- **To do**: Exclude the pictures; give every entry again exactly as written.

= Beginning of Section =

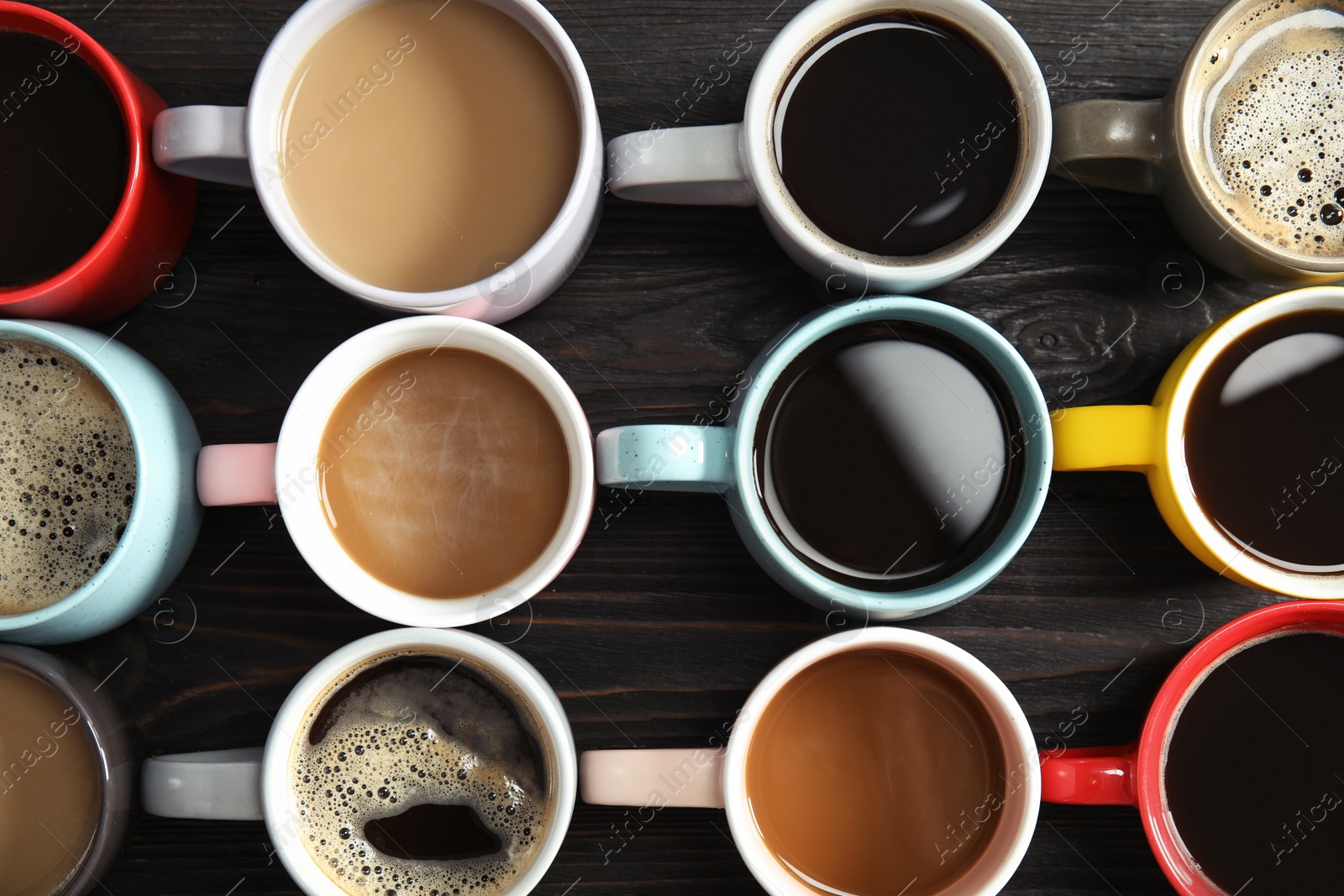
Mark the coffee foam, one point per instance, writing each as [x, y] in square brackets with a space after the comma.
[67, 476]
[394, 735]
[1272, 132]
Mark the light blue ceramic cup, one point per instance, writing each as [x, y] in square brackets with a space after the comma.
[165, 516]
[719, 458]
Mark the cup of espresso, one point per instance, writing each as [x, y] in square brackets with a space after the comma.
[97, 499]
[1236, 765]
[866, 762]
[947, 136]
[89, 226]
[67, 774]
[1241, 149]
[407, 761]
[886, 457]
[425, 157]
[1241, 443]
[432, 470]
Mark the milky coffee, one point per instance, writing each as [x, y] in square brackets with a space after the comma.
[1270, 98]
[423, 773]
[50, 786]
[67, 476]
[427, 145]
[444, 472]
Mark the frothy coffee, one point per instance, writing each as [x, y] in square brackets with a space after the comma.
[1272, 94]
[421, 774]
[67, 476]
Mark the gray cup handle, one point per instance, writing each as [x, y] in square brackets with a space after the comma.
[1110, 143]
[217, 785]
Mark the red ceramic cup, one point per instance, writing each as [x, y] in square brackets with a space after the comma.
[1132, 775]
[145, 235]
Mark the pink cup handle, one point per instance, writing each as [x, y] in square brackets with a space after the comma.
[237, 474]
[652, 778]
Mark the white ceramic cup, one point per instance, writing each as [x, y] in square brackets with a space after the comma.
[736, 164]
[717, 777]
[286, 473]
[252, 785]
[239, 145]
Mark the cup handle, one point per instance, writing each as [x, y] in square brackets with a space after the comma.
[654, 778]
[680, 167]
[237, 474]
[1089, 775]
[665, 458]
[207, 143]
[1106, 437]
[1109, 143]
[217, 785]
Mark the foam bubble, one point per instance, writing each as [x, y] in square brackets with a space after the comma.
[67, 476]
[1273, 140]
[409, 730]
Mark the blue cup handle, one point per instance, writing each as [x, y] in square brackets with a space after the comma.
[665, 458]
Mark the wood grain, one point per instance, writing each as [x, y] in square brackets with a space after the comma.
[662, 624]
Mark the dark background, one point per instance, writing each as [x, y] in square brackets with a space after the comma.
[662, 624]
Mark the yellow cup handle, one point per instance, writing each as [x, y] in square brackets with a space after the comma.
[1106, 437]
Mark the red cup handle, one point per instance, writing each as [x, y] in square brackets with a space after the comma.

= End of Section =

- **Answer space**:
Mark the coffee foam, one point per instance, writing each as [x, y] in square brackets with a space after the comma.
[67, 476]
[394, 735]
[1272, 132]
Mark the light blue ceramic cup, one point per instance, writing each as [x, y] in square brackets with a space after the comma.
[165, 516]
[719, 458]
Mark the cup of espresso, one point per instance, writing each as [x, y] in square brackets with a space after the comma.
[97, 499]
[1236, 765]
[866, 762]
[947, 136]
[89, 226]
[67, 774]
[1241, 149]
[407, 761]
[886, 457]
[425, 157]
[1241, 443]
[432, 470]
Mark the milky coffee, one point per instance, writing each as [x, y] in square brackets with a space after the comma.
[1270, 98]
[423, 773]
[50, 786]
[67, 476]
[427, 145]
[444, 472]
Mark the frothy coffee, one point per instance, writing each as [x, y] in square brackets with a space after the comma.
[1272, 94]
[421, 774]
[67, 476]
Mark the gray cup handle, one point per instance, writing each as [x, y] in square brackets with a space after the comma.
[1110, 143]
[217, 785]
Mark the red ceramic cup, one point per instance, writing each as [x, y] in square brackets with a space after the comma.
[1132, 775]
[145, 235]
Mark the pink cup handle, one point per instance, writing each as [x, y] in square brackets with a space after the comma.
[237, 474]
[652, 778]
Mark the white ceramic cup, one point per instance, writing each as [x, y] in square brackets with a space after the comma.
[736, 164]
[717, 777]
[286, 473]
[252, 785]
[239, 145]
Mark the cup handle, one point per instance, writing each as [x, y] in square brackets with a space after the comma.
[654, 778]
[680, 167]
[237, 474]
[1089, 775]
[665, 458]
[207, 143]
[1106, 437]
[1109, 143]
[217, 785]
Mark the foam bubble, one point per instance, writing each as [x, y] in square brackets with a space after the comma.
[67, 476]
[1273, 140]
[409, 730]
Mark the blue cup handle, one point per instance, writing each as [x, y] in square brackets with a space after the comma.
[665, 458]
Mark the wood grain, one point per instance, writing each as [x, y] in square brackets with a space after the comma.
[662, 624]
Mark the dark background, one point per instance, writing each as [x, y] in square brackets with a space after the comma.
[662, 624]
Mark the yellow cup handle, one point per instance, writing each as [x, y] in square brackets with a space after the comma.
[1106, 437]
Mark the red cup handle, one point per instance, writing each as [x, y] in square brackets with a space after the comma.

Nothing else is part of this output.